** Begin **

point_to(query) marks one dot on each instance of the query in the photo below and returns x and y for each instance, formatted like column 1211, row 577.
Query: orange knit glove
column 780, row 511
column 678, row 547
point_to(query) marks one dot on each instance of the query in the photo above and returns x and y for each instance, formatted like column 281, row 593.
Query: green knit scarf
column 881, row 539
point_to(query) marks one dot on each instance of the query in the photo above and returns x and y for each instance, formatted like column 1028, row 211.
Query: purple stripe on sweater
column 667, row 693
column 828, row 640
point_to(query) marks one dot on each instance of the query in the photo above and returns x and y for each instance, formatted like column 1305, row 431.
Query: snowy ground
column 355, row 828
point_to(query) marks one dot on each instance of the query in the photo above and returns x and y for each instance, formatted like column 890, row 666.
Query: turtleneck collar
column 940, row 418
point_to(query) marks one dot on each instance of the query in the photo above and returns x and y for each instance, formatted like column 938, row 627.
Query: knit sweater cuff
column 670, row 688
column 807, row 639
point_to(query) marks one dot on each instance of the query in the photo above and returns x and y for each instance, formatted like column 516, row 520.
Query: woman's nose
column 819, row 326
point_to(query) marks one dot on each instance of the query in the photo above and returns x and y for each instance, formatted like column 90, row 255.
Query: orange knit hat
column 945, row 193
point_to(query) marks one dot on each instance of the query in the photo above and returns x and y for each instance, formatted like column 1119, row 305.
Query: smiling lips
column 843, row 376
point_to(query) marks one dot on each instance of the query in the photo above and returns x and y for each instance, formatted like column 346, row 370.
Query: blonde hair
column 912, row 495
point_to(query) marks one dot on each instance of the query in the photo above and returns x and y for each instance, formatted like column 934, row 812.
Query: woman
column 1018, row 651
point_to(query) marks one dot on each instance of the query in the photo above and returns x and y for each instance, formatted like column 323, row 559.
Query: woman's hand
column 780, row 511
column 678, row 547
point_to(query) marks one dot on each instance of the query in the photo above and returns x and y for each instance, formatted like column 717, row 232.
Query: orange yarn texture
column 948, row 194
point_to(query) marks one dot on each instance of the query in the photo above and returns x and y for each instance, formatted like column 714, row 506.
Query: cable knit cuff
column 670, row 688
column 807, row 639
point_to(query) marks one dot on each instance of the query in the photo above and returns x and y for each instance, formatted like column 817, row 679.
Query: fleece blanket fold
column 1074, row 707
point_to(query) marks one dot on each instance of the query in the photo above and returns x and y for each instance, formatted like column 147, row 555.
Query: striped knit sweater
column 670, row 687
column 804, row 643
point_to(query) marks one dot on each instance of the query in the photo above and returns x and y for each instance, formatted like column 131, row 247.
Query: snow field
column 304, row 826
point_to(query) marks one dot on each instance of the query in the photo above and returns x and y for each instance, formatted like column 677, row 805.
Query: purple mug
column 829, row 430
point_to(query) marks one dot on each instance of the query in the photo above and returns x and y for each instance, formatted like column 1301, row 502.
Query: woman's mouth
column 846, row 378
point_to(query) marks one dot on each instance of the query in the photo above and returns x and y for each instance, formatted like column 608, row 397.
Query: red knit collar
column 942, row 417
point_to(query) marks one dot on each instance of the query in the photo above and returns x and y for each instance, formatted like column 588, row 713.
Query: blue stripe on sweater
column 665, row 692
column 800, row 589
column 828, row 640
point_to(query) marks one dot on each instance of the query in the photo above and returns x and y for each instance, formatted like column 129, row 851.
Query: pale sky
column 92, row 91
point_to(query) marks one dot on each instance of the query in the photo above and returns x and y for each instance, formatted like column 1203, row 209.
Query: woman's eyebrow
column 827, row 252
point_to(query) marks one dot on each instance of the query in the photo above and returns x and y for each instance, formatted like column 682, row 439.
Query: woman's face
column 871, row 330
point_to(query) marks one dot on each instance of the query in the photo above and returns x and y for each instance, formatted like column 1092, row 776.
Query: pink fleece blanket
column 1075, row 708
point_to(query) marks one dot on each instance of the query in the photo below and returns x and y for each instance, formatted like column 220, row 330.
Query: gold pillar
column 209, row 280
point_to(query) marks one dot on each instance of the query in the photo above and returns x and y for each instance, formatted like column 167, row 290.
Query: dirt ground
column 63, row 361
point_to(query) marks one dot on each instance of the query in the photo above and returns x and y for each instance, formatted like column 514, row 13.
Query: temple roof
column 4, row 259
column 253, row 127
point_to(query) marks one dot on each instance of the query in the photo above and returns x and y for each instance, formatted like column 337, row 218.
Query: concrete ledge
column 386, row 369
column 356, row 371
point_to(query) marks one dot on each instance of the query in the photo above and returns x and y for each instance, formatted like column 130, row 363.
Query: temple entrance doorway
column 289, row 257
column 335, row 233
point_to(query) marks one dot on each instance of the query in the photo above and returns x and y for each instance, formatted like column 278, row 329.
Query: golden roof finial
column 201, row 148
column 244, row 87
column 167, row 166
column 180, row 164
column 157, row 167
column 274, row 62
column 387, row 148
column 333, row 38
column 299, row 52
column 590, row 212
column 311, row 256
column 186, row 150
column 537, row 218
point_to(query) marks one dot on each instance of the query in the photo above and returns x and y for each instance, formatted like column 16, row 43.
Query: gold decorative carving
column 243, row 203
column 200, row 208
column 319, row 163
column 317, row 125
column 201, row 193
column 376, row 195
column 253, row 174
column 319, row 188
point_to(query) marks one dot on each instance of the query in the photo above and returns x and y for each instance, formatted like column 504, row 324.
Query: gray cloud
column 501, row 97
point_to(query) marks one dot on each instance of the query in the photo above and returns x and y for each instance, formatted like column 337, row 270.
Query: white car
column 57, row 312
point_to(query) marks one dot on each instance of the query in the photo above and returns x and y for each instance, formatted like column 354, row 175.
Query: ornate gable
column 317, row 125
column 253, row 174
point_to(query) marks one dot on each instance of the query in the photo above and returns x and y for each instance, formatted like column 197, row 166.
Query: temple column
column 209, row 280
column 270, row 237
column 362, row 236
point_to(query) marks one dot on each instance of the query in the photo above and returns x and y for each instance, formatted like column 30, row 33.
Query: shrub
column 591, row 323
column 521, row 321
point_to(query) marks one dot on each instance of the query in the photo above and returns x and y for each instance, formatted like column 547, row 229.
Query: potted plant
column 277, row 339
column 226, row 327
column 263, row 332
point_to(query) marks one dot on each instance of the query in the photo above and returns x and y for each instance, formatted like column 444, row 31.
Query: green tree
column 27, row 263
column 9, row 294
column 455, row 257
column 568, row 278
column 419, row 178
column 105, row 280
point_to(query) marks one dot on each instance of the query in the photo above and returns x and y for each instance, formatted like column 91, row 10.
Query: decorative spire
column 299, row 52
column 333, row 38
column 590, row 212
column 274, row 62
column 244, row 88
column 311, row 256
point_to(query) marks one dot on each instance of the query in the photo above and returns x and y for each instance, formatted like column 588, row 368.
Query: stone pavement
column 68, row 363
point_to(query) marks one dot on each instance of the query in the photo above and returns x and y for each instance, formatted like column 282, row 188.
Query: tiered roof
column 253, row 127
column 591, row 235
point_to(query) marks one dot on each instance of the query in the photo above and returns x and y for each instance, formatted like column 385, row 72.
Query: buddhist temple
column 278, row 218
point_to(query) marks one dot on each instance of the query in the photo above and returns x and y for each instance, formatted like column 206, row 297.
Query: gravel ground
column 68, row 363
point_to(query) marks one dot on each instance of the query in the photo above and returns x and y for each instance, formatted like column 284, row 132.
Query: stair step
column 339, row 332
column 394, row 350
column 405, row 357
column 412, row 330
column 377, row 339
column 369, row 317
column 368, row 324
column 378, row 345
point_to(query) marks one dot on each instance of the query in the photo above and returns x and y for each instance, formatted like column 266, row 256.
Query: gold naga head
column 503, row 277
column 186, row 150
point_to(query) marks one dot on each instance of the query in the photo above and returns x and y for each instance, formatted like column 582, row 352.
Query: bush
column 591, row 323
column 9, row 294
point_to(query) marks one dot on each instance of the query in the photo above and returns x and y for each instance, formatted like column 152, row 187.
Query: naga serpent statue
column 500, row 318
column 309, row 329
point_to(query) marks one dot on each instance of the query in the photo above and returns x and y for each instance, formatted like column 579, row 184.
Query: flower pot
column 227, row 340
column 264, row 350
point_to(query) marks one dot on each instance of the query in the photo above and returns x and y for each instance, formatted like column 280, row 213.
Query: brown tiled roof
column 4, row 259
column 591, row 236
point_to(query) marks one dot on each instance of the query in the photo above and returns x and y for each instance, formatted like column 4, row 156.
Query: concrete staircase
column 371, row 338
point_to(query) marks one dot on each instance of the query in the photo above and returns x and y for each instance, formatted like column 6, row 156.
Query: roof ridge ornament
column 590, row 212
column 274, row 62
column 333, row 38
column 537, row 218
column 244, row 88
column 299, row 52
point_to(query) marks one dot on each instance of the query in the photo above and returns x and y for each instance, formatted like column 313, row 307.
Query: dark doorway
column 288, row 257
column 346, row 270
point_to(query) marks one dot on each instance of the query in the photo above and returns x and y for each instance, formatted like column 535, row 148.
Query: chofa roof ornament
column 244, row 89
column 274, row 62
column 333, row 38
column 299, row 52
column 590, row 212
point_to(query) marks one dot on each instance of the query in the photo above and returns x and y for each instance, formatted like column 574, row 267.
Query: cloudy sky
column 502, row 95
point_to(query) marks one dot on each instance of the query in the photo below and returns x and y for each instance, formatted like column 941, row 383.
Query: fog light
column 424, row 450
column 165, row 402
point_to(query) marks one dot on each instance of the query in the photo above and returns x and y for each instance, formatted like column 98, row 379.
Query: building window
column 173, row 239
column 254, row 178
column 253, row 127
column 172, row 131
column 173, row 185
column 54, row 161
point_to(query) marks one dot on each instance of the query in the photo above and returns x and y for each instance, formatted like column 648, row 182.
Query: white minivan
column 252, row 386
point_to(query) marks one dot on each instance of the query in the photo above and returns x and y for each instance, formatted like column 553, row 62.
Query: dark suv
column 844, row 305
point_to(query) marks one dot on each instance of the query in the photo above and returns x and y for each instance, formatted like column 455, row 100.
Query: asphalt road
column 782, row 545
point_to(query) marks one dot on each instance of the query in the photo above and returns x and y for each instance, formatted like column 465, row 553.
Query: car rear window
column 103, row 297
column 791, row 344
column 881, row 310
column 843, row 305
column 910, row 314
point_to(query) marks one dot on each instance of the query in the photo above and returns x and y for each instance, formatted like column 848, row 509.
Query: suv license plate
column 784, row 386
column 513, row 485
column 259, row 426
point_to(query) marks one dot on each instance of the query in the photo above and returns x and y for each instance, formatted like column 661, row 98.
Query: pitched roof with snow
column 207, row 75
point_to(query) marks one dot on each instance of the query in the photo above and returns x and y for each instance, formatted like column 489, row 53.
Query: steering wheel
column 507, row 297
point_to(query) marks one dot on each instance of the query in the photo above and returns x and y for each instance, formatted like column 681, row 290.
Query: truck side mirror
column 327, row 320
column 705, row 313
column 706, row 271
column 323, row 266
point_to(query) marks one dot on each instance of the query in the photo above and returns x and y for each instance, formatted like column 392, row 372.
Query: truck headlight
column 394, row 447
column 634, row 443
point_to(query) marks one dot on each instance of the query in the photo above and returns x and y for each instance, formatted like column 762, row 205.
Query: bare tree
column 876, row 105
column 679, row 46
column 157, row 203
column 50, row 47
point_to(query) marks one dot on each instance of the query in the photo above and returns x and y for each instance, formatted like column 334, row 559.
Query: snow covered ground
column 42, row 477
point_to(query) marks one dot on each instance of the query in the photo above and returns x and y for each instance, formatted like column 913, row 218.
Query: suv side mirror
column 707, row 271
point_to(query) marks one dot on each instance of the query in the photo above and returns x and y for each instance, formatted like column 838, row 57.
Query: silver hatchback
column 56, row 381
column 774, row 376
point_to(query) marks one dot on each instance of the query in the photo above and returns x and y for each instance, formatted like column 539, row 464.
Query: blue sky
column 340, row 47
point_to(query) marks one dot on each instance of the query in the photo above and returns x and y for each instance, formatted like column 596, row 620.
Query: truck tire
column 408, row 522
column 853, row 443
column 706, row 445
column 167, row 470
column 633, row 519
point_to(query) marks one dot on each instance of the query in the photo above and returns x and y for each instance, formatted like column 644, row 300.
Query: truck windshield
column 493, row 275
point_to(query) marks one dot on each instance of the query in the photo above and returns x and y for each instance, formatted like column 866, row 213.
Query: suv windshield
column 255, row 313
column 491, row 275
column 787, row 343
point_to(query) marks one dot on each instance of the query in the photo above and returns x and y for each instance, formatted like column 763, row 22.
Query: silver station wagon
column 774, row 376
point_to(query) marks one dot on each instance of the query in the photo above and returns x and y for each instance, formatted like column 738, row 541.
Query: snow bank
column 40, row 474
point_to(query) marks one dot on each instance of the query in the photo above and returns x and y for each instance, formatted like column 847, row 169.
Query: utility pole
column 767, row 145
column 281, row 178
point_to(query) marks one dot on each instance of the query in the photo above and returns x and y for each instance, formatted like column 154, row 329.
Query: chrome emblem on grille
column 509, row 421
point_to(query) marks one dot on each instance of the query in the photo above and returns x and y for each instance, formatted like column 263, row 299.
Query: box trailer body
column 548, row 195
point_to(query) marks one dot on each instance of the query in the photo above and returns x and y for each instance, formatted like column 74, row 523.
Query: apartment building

** End **

### Aim
Rewrite the lines from the line with "582, row 352." through the line with "column 309, row 329", both included, as a numbered list, leaving out any blank lines.

### Exercise output
1. point_to(query) marks one dot on each instance of the query in the photo above and returns x and y for each instance, formatted like column 582, row 352.
2. Query: bush
3. column 591, row 323
4. column 9, row 294
5. point_to(query) marks one dot on each instance of the query in the photo above and returns x and y for each instance, formatted like column 152, row 187.
6. Query: naga serpent statue
7. column 500, row 318
8. column 309, row 329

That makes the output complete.